Once you reach the line holding "Exercise. Point out the tree canopy", write out that line and every later one exactly, ending with the last line of the data; write nothing else.

Dataset extract »
━━━━
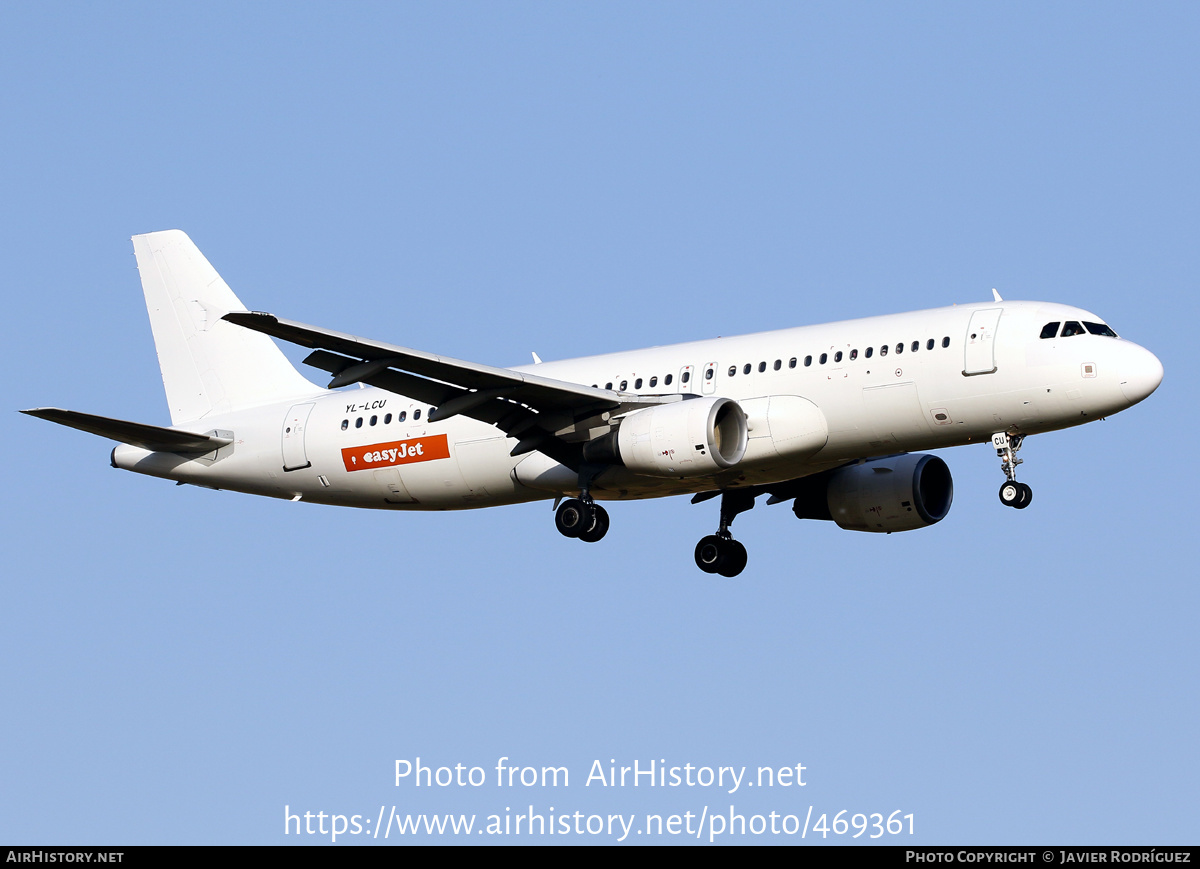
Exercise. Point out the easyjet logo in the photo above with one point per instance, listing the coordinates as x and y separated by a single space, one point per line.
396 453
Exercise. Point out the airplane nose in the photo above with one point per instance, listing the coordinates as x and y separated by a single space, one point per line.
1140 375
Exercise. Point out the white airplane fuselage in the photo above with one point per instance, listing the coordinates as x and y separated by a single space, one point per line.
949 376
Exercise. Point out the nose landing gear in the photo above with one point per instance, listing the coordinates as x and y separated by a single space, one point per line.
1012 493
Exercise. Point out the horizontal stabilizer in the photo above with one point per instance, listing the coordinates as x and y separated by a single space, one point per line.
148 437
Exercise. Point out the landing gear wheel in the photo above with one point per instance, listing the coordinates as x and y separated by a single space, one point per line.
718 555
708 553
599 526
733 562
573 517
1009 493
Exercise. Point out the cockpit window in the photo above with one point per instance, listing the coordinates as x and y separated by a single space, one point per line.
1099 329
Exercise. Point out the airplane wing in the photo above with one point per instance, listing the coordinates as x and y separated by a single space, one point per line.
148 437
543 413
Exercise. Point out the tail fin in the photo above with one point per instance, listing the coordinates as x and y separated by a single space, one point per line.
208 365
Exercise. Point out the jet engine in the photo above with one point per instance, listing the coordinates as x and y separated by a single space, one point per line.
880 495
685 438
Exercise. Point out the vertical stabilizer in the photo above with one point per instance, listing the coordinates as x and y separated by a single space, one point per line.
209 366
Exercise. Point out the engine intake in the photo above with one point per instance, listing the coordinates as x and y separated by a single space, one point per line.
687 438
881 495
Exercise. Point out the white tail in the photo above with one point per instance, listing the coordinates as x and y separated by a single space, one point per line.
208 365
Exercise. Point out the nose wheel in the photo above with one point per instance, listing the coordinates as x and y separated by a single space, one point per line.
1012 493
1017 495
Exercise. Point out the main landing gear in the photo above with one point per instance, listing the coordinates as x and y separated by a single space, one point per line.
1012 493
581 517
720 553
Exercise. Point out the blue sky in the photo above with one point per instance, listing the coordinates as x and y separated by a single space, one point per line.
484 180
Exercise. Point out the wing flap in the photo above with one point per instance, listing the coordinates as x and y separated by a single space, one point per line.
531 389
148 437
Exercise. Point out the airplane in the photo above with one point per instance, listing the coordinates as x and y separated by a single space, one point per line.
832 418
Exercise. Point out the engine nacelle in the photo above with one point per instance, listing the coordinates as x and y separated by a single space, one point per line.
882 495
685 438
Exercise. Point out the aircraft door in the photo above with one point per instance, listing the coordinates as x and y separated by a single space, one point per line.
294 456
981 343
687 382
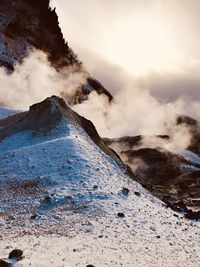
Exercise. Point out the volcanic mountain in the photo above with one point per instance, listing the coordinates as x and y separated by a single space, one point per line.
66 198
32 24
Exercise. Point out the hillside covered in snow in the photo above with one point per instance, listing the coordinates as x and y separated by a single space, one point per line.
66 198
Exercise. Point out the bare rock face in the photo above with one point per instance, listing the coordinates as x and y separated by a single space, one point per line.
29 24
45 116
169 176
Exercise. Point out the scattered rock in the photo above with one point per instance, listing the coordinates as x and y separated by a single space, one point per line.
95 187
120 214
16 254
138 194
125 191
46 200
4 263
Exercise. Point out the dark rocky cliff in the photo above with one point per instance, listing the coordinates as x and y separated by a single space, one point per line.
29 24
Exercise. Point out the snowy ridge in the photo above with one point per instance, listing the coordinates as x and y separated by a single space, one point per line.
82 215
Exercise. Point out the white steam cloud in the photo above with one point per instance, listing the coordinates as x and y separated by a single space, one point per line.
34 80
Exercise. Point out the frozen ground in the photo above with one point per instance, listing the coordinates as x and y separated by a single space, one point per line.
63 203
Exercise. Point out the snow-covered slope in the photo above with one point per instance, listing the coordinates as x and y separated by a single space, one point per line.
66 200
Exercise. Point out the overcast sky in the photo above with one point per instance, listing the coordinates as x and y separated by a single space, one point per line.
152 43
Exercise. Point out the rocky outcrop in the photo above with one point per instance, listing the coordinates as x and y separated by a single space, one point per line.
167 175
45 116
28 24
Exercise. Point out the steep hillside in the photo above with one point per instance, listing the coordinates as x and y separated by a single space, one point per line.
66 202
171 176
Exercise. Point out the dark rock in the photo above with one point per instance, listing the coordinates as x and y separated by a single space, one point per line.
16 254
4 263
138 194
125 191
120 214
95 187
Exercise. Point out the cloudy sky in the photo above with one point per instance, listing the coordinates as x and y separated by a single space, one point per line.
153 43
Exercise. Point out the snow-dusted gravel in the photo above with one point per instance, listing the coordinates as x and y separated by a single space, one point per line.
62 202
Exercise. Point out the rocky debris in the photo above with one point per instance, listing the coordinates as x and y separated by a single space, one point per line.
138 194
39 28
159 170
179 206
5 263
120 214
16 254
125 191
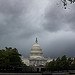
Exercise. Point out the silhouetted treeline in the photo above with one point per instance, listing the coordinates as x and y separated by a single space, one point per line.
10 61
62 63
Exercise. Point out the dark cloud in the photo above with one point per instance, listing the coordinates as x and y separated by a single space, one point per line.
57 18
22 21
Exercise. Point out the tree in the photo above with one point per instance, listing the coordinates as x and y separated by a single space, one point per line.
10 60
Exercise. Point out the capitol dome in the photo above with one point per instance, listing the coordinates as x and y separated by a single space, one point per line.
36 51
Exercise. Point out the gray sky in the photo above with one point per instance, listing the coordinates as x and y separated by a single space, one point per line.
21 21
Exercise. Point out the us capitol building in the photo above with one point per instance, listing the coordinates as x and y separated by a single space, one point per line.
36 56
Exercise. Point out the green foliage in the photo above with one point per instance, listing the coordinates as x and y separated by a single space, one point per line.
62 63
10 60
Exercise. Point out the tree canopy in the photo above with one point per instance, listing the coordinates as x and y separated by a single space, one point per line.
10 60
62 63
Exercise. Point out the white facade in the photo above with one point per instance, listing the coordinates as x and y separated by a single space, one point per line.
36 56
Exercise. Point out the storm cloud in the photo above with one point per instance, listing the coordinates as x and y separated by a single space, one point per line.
━━━━
Exercise response »
Exercise. Point out the tree canopy in the photo above with one point per instance, listing the coordinates as x and y separated by a single space, one point per line.
10 60
62 63
Exercise. Point out the white facade in the photo above with one point per instance, listing the coordinates as x and y separated by a single space, one point per line.
36 56
Exercise. Point out the storm cloud in the photo above with one point per instance, listing the coordinates as x and y separated by a single space, one point per line.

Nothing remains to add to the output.